> **Request**: Omit every picture and output the rest of the records exactly as they are.

====== Listing ======

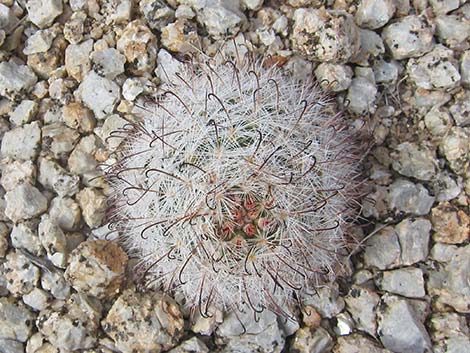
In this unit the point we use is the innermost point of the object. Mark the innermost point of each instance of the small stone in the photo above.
(356, 343)
(134, 86)
(446, 187)
(82, 159)
(56, 178)
(220, 18)
(16, 173)
(58, 140)
(24, 112)
(192, 345)
(383, 249)
(167, 67)
(413, 235)
(409, 37)
(11, 346)
(97, 268)
(21, 275)
(414, 161)
(139, 46)
(16, 321)
(344, 324)
(453, 30)
(119, 11)
(77, 59)
(37, 299)
(108, 63)
(206, 325)
(450, 331)
(99, 94)
(110, 125)
(306, 340)
(423, 98)
(438, 121)
(386, 72)
(450, 225)
(79, 117)
(53, 240)
(39, 42)
(180, 37)
(361, 95)
(157, 13)
(262, 336)
(24, 202)
(454, 146)
(399, 328)
(465, 68)
(43, 12)
(460, 110)
(184, 11)
(405, 196)
(337, 77)
(25, 236)
(440, 7)
(66, 212)
(93, 205)
(157, 323)
(361, 303)
(374, 14)
(327, 301)
(434, 70)
(55, 284)
(3, 242)
(322, 35)
(22, 143)
(408, 282)
(46, 64)
(74, 327)
(15, 80)
(74, 28)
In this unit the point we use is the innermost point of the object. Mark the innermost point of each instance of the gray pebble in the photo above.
(54, 177)
(405, 196)
(15, 79)
(414, 161)
(325, 35)
(434, 70)
(108, 63)
(74, 326)
(382, 250)
(99, 94)
(16, 321)
(337, 77)
(374, 14)
(139, 322)
(43, 12)
(407, 281)
(361, 95)
(22, 143)
(409, 37)
(24, 202)
(21, 275)
(361, 303)
(413, 235)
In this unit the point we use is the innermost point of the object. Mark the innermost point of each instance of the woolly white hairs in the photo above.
(235, 187)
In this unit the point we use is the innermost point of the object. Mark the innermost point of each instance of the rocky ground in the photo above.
(71, 70)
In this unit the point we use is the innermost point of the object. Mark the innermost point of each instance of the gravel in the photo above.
(72, 71)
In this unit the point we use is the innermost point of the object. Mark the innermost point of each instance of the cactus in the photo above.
(236, 186)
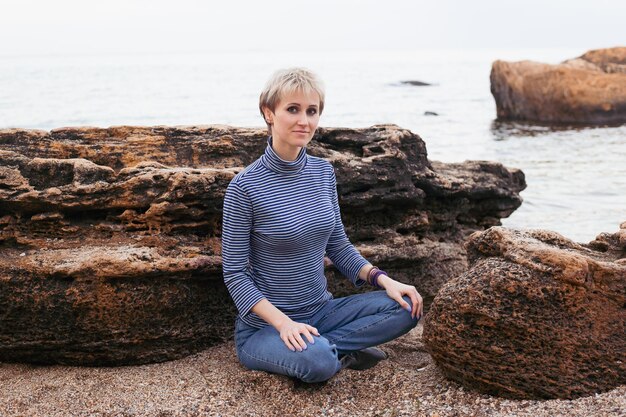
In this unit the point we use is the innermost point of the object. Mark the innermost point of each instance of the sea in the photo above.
(576, 176)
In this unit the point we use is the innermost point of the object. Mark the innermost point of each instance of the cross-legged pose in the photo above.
(281, 218)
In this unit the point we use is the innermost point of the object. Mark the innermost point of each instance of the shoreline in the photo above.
(213, 383)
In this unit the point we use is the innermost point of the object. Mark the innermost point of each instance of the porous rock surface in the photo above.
(110, 238)
(535, 316)
(590, 89)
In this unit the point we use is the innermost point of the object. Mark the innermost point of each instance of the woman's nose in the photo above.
(303, 119)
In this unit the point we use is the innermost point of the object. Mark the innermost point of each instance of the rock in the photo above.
(590, 89)
(536, 316)
(120, 230)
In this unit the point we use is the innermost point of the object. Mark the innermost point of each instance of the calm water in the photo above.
(576, 177)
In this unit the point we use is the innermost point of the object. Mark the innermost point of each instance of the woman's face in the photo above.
(294, 119)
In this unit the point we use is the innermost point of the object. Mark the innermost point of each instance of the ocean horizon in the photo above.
(576, 175)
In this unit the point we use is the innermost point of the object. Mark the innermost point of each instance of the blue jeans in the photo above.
(345, 324)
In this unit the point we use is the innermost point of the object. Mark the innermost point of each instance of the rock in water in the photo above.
(110, 238)
(590, 89)
(536, 315)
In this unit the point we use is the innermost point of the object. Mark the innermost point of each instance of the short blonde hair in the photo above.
(287, 81)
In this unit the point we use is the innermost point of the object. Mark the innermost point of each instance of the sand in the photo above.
(213, 383)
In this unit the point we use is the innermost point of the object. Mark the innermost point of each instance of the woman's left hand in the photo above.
(396, 290)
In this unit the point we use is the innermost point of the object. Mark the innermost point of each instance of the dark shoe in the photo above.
(363, 359)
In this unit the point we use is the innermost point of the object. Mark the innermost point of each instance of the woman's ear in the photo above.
(268, 115)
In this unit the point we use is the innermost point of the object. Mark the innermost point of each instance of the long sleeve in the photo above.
(339, 249)
(236, 229)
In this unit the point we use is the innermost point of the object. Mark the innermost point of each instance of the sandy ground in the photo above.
(213, 383)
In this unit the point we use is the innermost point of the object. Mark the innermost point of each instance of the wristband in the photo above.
(375, 278)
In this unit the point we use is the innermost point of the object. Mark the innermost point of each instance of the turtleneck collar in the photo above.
(272, 161)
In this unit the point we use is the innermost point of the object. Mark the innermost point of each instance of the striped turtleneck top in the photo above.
(280, 219)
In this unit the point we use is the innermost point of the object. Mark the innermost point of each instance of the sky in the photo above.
(35, 27)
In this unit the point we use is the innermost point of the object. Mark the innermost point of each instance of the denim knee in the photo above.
(319, 361)
(404, 317)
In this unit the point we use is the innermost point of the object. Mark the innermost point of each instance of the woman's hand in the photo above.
(291, 331)
(395, 290)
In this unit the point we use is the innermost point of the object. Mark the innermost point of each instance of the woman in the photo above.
(281, 217)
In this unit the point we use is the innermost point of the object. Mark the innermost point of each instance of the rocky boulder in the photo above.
(590, 89)
(536, 315)
(110, 238)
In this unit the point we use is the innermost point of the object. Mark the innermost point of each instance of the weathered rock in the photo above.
(536, 316)
(590, 89)
(111, 237)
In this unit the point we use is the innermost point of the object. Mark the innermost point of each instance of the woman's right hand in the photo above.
(291, 333)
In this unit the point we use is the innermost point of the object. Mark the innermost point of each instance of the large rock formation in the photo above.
(590, 89)
(536, 316)
(110, 238)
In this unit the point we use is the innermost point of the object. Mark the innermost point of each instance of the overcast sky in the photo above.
(129, 26)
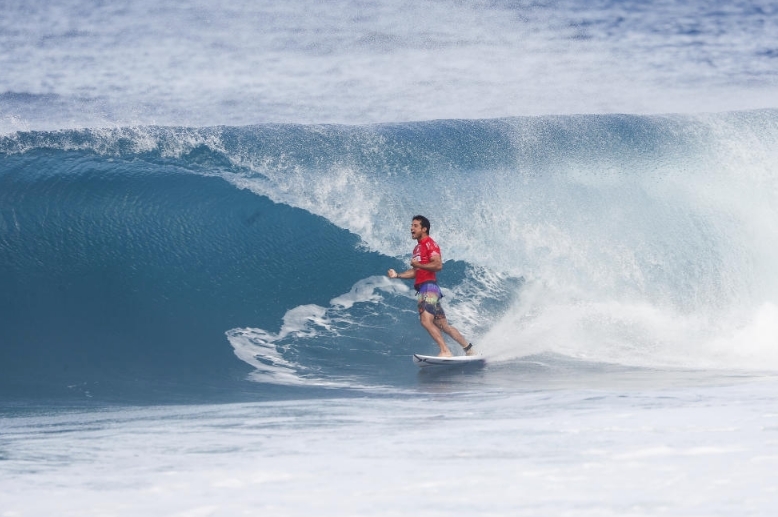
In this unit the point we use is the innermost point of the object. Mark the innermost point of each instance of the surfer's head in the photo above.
(420, 229)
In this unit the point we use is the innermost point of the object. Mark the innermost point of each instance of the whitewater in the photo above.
(199, 202)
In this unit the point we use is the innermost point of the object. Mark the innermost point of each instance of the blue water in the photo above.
(199, 202)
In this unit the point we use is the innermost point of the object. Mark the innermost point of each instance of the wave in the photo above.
(145, 252)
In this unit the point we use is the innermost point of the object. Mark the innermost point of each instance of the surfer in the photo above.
(426, 262)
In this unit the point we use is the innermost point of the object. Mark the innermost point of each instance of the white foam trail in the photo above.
(265, 351)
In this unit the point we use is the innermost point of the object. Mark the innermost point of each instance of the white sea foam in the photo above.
(242, 62)
(613, 452)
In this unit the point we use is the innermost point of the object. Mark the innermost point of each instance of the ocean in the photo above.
(199, 202)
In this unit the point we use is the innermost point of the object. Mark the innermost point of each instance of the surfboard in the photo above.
(424, 361)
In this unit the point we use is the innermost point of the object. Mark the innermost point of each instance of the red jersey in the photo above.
(423, 252)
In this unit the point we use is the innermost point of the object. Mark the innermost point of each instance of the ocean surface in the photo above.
(199, 201)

======

> **Final answer**:
In this unit the point we use is the innermost point of the object. Mark the innermost point of each instance of the small stone in the photo above.
(356, 343)
(134, 86)
(446, 187)
(82, 159)
(56, 178)
(220, 18)
(16, 173)
(58, 140)
(24, 112)
(192, 345)
(383, 249)
(167, 67)
(413, 235)
(409, 37)
(11, 346)
(97, 268)
(21, 275)
(414, 161)
(139, 46)
(16, 321)
(344, 324)
(453, 30)
(119, 11)
(77, 59)
(37, 299)
(108, 63)
(206, 325)
(450, 331)
(99, 94)
(110, 125)
(306, 340)
(423, 98)
(438, 121)
(386, 72)
(450, 225)
(79, 117)
(53, 240)
(39, 42)
(180, 37)
(361, 95)
(157, 13)
(262, 336)
(24, 202)
(454, 146)
(399, 328)
(465, 68)
(43, 12)
(460, 110)
(184, 11)
(405, 196)
(337, 77)
(25, 236)
(440, 7)
(66, 212)
(93, 205)
(157, 323)
(361, 303)
(374, 14)
(327, 301)
(434, 70)
(55, 284)
(3, 242)
(322, 35)
(22, 143)
(408, 282)
(46, 64)
(74, 327)
(15, 80)
(74, 28)
In this unit the point we use is the innermost point of the object. Mark the innermost point of each instance of the gray pebble in the photo above.
(54, 177)
(405, 196)
(15, 79)
(414, 161)
(325, 35)
(434, 70)
(108, 63)
(74, 326)
(382, 250)
(99, 94)
(16, 321)
(337, 77)
(374, 14)
(139, 322)
(43, 12)
(407, 281)
(361, 95)
(22, 143)
(409, 37)
(24, 202)
(21, 275)
(361, 303)
(413, 235)
In this unit the point we use is the innermost point of the object. Mark the innermost point of each instance of the woolly white hairs in the photo above.
(235, 187)
In this unit the point we use is the innermost point of the object. Mark the innermost point of each instance of the rocky ground in the photo above.
(71, 70)
In this unit the point we use is the innermost point of the object. Mark the innermost point of each instance of the gravel in the photo above.
(72, 71)
In this unit the point we use is the innermost point of the object. Mark the innermost point of each instance of the cactus in the photo above.
(236, 186)
In this unit the point we use is the innermost point of the object. Mark the innermost point of each instance of the sea in the photo above.
(576, 176)
In this unit the point we use is the innermost point of the object. Mark the innermost point of each instance of the cross-legged pose in the photo above.
(281, 218)
In this unit the point we use is the innermost point of the object. Mark the innermost point of each instance of the shoreline in the photo above.
(213, 383)
In this unit the point we use is the innermost point of the object. Mark the innermost point of each instance of the porous rock surface in the photo above.
(110, 238)
(535, 316)
(590, 89)
In this unit the point we use is the innermost point of the object. Mark the innermost point of each instance of the woman's nose in the photo above.
(303, 119)
In this unit the point we use is the innermost point of the object. Mark the innermost point of each instance of the rock in the photo above.
(590, 89)
(536, 316)
(120, 230)
In this unit the point we use is the innermost point of the object. Mark the innermost point of each instance of the calm water in the photo above.
(576, 177)
In this unit the point we use is the innermost point of the object. Mark the innermost point of each instance of the woman's face in the photo above.
(294, 119)
In this unit the point we use is the innermost point of the object. Mark the innermost point of each instance of the ocean horizon in the photo above.
(576, 175)
In this unit the point we use is the innermost point of the object. Mark the innermost point of each instance of the blue jeans in the photo above.
(345, 324)
In this unit the point we use is the innermost point of the object. Mark the innermost point of each instance of the rock in water in the photo above.
(110, 238)
(590, 89)
(536, 315)
In this unit the point we use is the innermost point of the object. Mark the innermost point of each instance of the short blonde hair in the photo above.
(287, 81)
In this unit the point we use is the innermost point of the object. Mark the innermost point of each instance of the sand in the photo above.
(213, 383)
In this unit the point we use is the innermost point of the object. Mark the innermost point of each instance of the woman's left hand in the photo above.
(396, 290)
In this unit the point we use is the innermost point of the object. Mark the innermost point of each instance of the dark shoe in the photo above.
(363, 359)
In this unit the point we use is the innermost point of the object. Mark the innermost point of each instance of the woman's ear in the photo above.
(268, 115)
In this unit the point we use is the innermost point of the object. Mark the innermost point of each instance of the long sleeve in the photo above.
(339, 249)
(236, 229)
In this unit the point we use is the innermost point of the object. Mark the innermost point of each instance of the sandy ground in the photo above.
(213, 383)
In this unit the point we use is the innermost point of the object. Mark the innermost point of each instance of the wristband in the photo above.
(375, 278)
In this unit the point we use is the innermost point of the object. Mark the innermost point of each instance of the turtleneck collar in the photo above.
(272, 161)
In this unit the point we use is the innermost point of the object. Mark the innermost point of each instance of the striped turtleneck top in the photo above.
(280, 219)
In this unit the point we use is the innermost point of the object. Mark the innermost point of each instance of the sky in the photo above.
(35, 27)
In this unit the point we use is the innermost point of the object. Mark the innermost point of each instance of the denim knee in the photo above.
(319, 361)
(404, 317)
In this unit the point we use is the innermost point of the object. Mark the innermost point of each instance of the woman's hand in the photo above.
(291, 331)
(395, 290)
In this unit the point we use is the innermost point of the object. Mark the innermost point of each instance of the woman in the photo above.
(281, 217)
In this unit the point we use is the innermost point of the object. Mark the innermost point of each instance of the rocky boulder in the photo above.
(590, 89)
(536, 315)
(110, 238)
In this unit the point we use is the innermost point of the object. Mark the innermost point of each instance of the weathered rock in the photo above.
(536, 316)
(590, 89)
(111, 237)
In this unit the point we use is the innermost point of the object. Mark the innermost point of each instance of the woman's right hand in the photo above.
(291, 333)
In this unit the point we use is the innermost point of the object. Mark the innermost point of each instance of the large rock formation in the photo above.
(590, 89)
(536, 316)
(110, 238)
In this unit the point we use is the innermost point of the object. Mark the innermost point of each instance of the overcast sky in the photo above.
(129, 26)
In this unit the point we use is the innermost point of the object. Mark the innermost point of each instance of the surfer's head in the photo above.
(420, 229)
In this unit the point we use is the innermost point of the object. Mark the innermost point of each instance of the whitewater in the photo above.
(199, 202)
In this unit the point we use is the innermost point of the object. Mark the innermost point of each instance of the blue water in the photo above.
(199, 202)
In this unit the point we use is the innermost point of the object. Mark the innermost point of each instance of the wave in the photo above.
(145, 252)
In this unit the point we use is the innermost point of the object. Mark the innermost point of each instance of the surfer in the photo above.
(426, 262)
In this unit the point we use is the innermost point of the object. Mark the innermost point of each instance of the white foam trail in the photo above.
(265, 351)
In this unit the point we use is the innermost point of the object. Mark the innermost point of each instance of the white sea foam in the photo above.
(242, 62)
(613, 452)
In this unit the point we use is the innermost point of the object. Mark the innermost point of each instance of the ocean in the photo above.
(199, 202)
In this unit the point we use is the innermost point of the object. Mark the innermost point of each instance of the surfboard in the photo above.
(424, 361)
In this unit the point we use is the innermost point of the object. Mark the innermost point of each instance of the red jersey in the photo above.
(423, 252)
In this unit the point we use is the innermost point of the object. Mark the innermost point of each instance of the ocean surface in the photo above.
(199, 201)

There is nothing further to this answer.